◆ Text
Shmini Atzeret: The Eighth Day of Assembly

Shmini Atzeret — the intimate eighth day after Sukkot — features the prayer for rain, Yizkor memorial prayers, and a theological mystery: is it part of Sukkot or something entirely its own?

Jewish community gathering for prayers during the autumn holiday season
Public domain, via Wikimedia Commons

The Holiday Nobody Knows

Ask most Jews to name the Jewish holidays, and they will rattle off Rosh Hashanah, Yom Kippur, Passover, Hanukkah. Maybe Sukkot and Shavuot. Ask about Shmini Atzeret, and you will likely get a blank stare — or, at best, a vague wave in the direction of “something after Sukkot.”

This is a shame, because Shmini Atzeret is one of the most beautiful and theologically intriguing days on the Jewish calendar. It is a holiday that does not quite fit anywhere, that nobody can fully explain, and that carries a message of quiet intimacy between God and the Jewish people.

It also sparks one of the most entertaining debates in Jewish law: whether or not you sit in the sukkah. But we will get to that.

What Is Shmini Atzeret?

◆ Given information

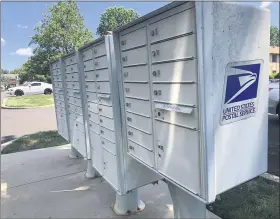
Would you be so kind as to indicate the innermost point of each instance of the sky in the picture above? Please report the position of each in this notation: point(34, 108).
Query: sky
point(19, 18)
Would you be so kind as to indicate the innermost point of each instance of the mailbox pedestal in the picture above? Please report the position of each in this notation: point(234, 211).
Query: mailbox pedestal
point(186, 205)
point(128, 204)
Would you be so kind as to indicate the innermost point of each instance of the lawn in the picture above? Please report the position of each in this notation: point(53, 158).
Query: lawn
point(258, 198)
point(35, 141)
point(30, 101)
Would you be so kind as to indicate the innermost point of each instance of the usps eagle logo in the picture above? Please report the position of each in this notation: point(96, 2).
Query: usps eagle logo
point(243, 85)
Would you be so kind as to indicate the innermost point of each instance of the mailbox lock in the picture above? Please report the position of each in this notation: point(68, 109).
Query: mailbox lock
point(155, 53)
point(157, 92)
point(154, 32)
point(124, 58)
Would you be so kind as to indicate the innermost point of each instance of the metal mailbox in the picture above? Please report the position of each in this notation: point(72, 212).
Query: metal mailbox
point(193, 93)
point(103, 119)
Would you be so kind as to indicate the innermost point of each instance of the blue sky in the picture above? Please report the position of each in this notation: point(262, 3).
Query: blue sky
point(19, 18)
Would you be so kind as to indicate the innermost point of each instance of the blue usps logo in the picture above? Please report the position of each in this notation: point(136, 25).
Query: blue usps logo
point(244, 85)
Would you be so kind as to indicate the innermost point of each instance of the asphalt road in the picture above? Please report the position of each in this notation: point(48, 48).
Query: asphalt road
point(18, 122)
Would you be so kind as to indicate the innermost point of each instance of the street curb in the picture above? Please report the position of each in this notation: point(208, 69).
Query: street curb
point(3, 105)
point(270, 177)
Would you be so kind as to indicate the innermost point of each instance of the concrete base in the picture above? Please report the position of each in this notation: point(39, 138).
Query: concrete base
point(74, 154)
point(186, 205)
point(128, 204)
point(90, 172)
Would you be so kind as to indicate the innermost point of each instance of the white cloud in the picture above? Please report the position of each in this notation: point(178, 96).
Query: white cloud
point(2, 42)
point(22, 26)
point(265, 4)
point(23, 52)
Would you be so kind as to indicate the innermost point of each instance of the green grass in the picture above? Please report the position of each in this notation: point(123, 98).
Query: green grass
point(30, 101)
point(258, 198)
point(35, 141)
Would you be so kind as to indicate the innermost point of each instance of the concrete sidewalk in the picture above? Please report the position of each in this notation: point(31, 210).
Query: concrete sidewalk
point(45, 183)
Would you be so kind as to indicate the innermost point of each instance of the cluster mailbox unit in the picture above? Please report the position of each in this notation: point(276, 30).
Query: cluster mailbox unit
point(178, 94)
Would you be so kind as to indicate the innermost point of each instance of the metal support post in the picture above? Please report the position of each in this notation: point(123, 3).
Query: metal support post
point(91, 172)
point(74, 154)
point(186, 205)
point(128, 204)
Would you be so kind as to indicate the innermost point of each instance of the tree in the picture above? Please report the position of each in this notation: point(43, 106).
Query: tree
point(4, 71)
point(61, 31)
point(274, 36)
point(115, 17)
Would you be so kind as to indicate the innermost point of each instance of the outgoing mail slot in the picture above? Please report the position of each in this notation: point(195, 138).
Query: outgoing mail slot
point(140, 122)
point(187, 118)
point(103, 87)
point(93, 107)
point(90, 76)
point(175, 154)
point(179, 48)
point(93, 117)
point(88, 65)
point(75, 85)
point(106, 122)
point(99, 50)
point(93, 126)
point(141, 153)
point(138, 106)
point(106, 111)
point(183, 71)
point(141, 138)
point(94, 139)
point(176, 93)
point(101, 62)
point(177, 24)
point(134, 57)
point(136, 73)
point(70, 92)
point(133, 39)
point(92, 97)
point(75, 76)
point(102, 74)
point(104, 99)
point(91, 86)
point(106, 133)
point(77, 102)
point(137, 90)
point(108, 145)
point(87, 54)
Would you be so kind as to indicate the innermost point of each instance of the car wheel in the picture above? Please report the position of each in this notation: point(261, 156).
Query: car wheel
point(19, 93)
point(47, 91)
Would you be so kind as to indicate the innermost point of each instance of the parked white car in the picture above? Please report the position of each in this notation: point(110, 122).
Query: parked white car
point(273, 102)
point(30, 88)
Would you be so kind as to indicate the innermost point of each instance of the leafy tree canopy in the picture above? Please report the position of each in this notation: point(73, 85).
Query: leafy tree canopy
point(115, 17)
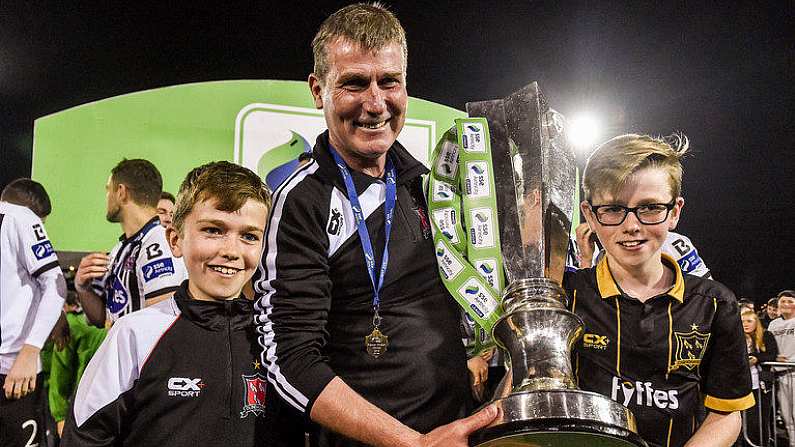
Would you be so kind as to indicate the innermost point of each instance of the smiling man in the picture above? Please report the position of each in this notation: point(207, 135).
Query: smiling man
point(358, 332)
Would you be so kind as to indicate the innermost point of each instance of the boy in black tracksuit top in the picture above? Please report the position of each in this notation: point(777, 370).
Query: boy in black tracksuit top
point(184, 372)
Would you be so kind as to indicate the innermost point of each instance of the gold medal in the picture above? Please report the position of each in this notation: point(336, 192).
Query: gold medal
point(376, 343)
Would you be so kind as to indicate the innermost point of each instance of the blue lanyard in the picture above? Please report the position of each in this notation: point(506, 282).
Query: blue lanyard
point(364, 235)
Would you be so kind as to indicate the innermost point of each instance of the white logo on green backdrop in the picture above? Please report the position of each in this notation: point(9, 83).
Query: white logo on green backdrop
point(270, 137)
point(262, 124)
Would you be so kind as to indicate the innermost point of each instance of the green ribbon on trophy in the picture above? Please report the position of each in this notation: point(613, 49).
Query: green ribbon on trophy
point(463, 208)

◆ Set of tasks
A. Using the Shmini Atzeret text, decide whether each statement agrees with it: (i) Shmini Atzeret includes Yizkor memorial prayers; (ii) most Jews would name Shmini Atzeret among the Jewish holidays; (iii) whether to sit in the sukkah is a debate in Jewish law. Answer yes or no for each and quote the words of the text that decide it.
B. Write out everything in the Shmini Atzeret text from "Ask most Jews" down to "get to that.", substituting "puzzled look" for "blank stare".
None of the data is needed here.

◆ Task-by-task answers
A.
(i) Yes: "features the prayer for rain, Yizkor memorial prayers"
(ii) No: "Ask about Shmini Atzeret, and you will likely get a blank stare"
(iii) Yes: "one of the most entertaining debates in Jewish law: whether or not you sit in the sukkah"

B.
Ask most Jews to name the Jewish holidays, and they will rattle off Rosh Hashanah, Yom Kippur, Passover, Hanukkah. Maybe Sukkot and Shavuot. Ask about Shmini Atzeret, and you will likely get a puzzled look — or, at best, a vague wave in the direction of “something after Sukkot.”

This is a shame, because Shmini Atzeret is one of the most beautiful and theologically intriguing days on the Jewish calendar. It is a holiday that does not quite fit anywhere, that nobody can fully explain, and that carries a message of quiet intimacy between God and the Jewish people.

It also sparks one of the most entertaining debates in Jewish law: whether or not you sit in the sukkah. But we will get to that.